Rewrite each of the entries below with "pick planner" changed to "grasp planner", leaving every other word as it is.
#### Supplied data ####
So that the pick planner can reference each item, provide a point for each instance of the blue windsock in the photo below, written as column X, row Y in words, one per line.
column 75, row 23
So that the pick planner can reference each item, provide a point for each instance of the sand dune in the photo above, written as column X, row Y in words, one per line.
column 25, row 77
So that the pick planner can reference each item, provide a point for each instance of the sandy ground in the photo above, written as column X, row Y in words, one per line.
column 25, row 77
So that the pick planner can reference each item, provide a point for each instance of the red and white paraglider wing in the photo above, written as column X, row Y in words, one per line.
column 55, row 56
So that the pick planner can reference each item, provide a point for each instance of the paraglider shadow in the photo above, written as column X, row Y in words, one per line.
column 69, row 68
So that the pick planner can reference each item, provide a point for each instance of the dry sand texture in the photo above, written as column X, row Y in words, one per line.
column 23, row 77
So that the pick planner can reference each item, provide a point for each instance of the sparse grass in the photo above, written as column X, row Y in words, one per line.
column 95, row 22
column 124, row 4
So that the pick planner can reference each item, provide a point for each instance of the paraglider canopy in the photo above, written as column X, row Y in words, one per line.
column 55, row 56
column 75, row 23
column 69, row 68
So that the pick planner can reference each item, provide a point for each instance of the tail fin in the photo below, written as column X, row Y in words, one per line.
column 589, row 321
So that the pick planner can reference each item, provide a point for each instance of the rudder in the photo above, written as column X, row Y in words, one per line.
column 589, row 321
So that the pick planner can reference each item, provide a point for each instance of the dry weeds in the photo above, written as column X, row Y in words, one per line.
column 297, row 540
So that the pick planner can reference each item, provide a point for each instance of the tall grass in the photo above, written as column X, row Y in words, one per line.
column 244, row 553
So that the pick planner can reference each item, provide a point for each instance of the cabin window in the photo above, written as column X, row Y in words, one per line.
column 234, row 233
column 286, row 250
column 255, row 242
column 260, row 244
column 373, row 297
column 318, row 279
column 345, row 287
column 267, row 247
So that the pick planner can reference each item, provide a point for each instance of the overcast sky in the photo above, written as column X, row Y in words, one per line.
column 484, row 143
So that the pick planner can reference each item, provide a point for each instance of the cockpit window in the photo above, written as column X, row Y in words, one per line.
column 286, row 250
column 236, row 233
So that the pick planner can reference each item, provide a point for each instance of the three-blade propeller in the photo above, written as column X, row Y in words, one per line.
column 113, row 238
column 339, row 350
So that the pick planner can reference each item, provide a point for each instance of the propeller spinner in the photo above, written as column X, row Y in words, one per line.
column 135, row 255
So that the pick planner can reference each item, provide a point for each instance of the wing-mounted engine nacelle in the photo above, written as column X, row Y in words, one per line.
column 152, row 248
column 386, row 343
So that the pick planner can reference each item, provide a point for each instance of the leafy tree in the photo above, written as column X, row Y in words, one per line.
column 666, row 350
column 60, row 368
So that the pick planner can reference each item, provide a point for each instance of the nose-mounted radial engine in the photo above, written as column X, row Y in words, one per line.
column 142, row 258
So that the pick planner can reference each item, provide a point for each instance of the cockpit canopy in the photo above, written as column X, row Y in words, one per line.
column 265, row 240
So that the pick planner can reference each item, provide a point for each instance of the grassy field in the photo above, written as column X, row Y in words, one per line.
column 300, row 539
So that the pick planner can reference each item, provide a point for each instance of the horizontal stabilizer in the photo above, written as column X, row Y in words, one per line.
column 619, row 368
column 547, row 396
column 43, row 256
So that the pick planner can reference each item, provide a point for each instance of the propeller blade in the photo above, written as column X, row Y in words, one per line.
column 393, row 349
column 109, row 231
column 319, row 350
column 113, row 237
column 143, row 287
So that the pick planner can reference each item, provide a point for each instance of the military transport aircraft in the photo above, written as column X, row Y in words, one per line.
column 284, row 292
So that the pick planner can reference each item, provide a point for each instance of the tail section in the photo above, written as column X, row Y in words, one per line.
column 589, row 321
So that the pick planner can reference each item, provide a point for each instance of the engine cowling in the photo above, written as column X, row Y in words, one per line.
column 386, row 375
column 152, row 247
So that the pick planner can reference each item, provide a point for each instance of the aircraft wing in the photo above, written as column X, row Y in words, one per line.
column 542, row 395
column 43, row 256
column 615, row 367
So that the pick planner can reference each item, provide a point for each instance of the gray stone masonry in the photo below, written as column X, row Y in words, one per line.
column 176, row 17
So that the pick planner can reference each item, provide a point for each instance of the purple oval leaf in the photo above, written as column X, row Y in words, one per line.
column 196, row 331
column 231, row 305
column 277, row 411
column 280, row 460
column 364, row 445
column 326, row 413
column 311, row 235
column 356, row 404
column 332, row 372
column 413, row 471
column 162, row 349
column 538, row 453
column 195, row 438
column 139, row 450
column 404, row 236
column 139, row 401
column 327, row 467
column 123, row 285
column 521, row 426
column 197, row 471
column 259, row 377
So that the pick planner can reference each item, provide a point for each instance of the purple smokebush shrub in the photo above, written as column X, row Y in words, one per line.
####
Response to this task:
So that the grasp planner can reference each item, provide a point for each instance of the blue windsock in the photo below, written as column X, row Y in words, one per line.
column 75, row 23
So that the grasp planner can reference each item, provide a point for each instance of the sand dune in the photo above, written as column X, row Y in words, one per line.
column 25, row 77
So that the grasp planner can reference each item, provide a point for each instance of the sandy ground in the photo above, written as column X, row Y in words, one per line.
column 25, row 77
So that the grasp planner can reference each item, provide a point for each instance of the red and white paraglider wing in the photo above, written as column X, row Y in words, one per line.
column 55, row 56
So that the grasp planner can reference each item, provide a point for each instance of the paraglider shadow in the photo above, written as column X, row Y in words, one per line.
column 69, row 68
So that the grasp planner can reference each item, provide a point for each instance of the dry sand texture in the photo above, written as column X, row Y in words, one per line.
column 23, row 77
So that the grasp planner can reference each item, provide a point for each instance of the sparse grass in the photo above, written as column X, row Y in words, one per line.
column 95, row 22
column 124, row 4
So that the grasp planner can reference each item, provide a point for each instance of the paraglider canopy in the photo above, written as column X, row Y in words, one per line.
column 55, row 56
column 75, row 23
column 69, row 68
So that the grasp planner can reference each item, provide a point for each instance of the tail fin in the photo below, written as column X, row Y in words, one per line.
column 589, row 321
So that the grasp planner can reference each item, provide a point for each instance of the rudder in the photo above, written as column X, row Y in words, one per line.
column 589, row 321
So that the grasp planner can reference each item, provide a point for each instance of the dry weeds in the photo above, written as column X, row Y in words, one per line.
column 297, row 540
So that the grasp planner can reference each item, provide a point for each instance of the tall grass in the photo above, written as column X, row Y in words, one per line.
column 244, row 553
So that the grasp planner can reference each item, provide a point for each instance of the cabin window in the photo above, written as column X, row Y in words, one per line.
column 234, row 233
column 286, row 250
column 255, row 242
column 260, row 244
column 373, row 297
column 318, row 279
column 345, row 287
column 267, row 247
So that the grasp planner can reference each item, provide a point for each instance of the overcast sky in the photo above, written as column X, row Y in words, one per line.
column 484, row 143
So that the grasp planner can reference each item, provide a point for each instance of the cockpit window in the photo above, written as column X, row Y in words, one per line.
column 286, row 250
column 236, row 233
So that the grasp planner can reference each item, provide a point for each instance of the three-blade propeller in the photo above, written as column X, row Y in words, one per line.
column 113, row 238
column 339, row 350
So that the grasp planner can reference each item, provide a point for each instance of the propeller spinner in the photo above, written as column X, row Y in words, one per line.
column 135, row 255
So that the grasp planner can reference each item, provide a point for each instance of the wing-mounted engine nacelle in the photo above, written as column X, row Y in words, one per line.
column 152, row 248
column 386, row 343
So that the grasp planner can reference each item, provide a point for each instance of the leafy tree in the photo above, written as column X, row Y in words, one per line.
column 666, row 350
column 60, row 368
So that the grasp planner can reference each item, provide a point for each instance of the nose-mounted radial engine in the photo above, written as column X, row Y in words, one per line.
column 142, row 258
So that the grasp planner can reference each item, provide a point for each instance of the cockpit canopy in the photo above, written as column X, row Y in words, one per line.
column 265, row 240
So that the grasp planner can reference each item, provide a point for each instance of the grassy field in the photo above, written as column X, row Y in words, one per line.
column 300, row 539
So that the grasp planner can reference each item, provide a point for each instance of the horizontal stabilizer in the photo above, written as column X, row Y in words, one per line.
column 619, row 368
column 547, row 396
column 43, row 256
So that the grasp planner can reference each item, provide a point for each instance of the propeller blade in the photo above, written as column X, row Y in words, one per line.
column 393, row 349
column 109, row 231
column 319, row 350
column 113, row 237
column 143, row 287
So that the grasp planner can reference each item, provide a point for each instance of the military transport aircraft in the photo above, written as column X, row Y in words, one per line.
column 284, row 292
So that the grasp planner can reference each item, provide a point for each instance of the tail section in the photo above, written as column X, row Y in words, one per line.
column 589, row 321
So that the grasp planner can reference each item, provide a point for each instance of the engine cowling in the photo above, written as column X, row Y in words, one per line.
column 386, row 375
column 152, row 247
So that the grasp planner can reference each item, provide a point for each instance of the aircraft wing in the photo above, written as column X, row Y in words, one per line.
column 542, row 395
column 43, row 256
column 615, row 367
So that the grasp planner can reference each item, provide a point for each instance of the gray stone masonry in the photo below, written as column X, row Y in words, one per line.
column 176, row 17
So that the grasp planner can reference each item, provide a point for each instance of the purple oval leaf in the photo above, written as column X, row Y in words, one per line.
column 196, row 331
column 231, row 305
column 277, row 411
column 280, row 460
column 364, row 445
column 326, row 413
column 311, row 235
column 356, row 404
column 332, row 372
column 413, row 471
column 162, row 349
column 538, row 453
column 195, row 438
column 139, row 450
column 404, row 236
column 139, row 401
column 327, row 467
column 123, row 285
column 521, row 426
column 197, row 471
column 259, row 377
So that the grasp planner can reference each item, provide a point for each instance of the purple smokebush shrub in the photo above, written as column X, row Y in words, one per line.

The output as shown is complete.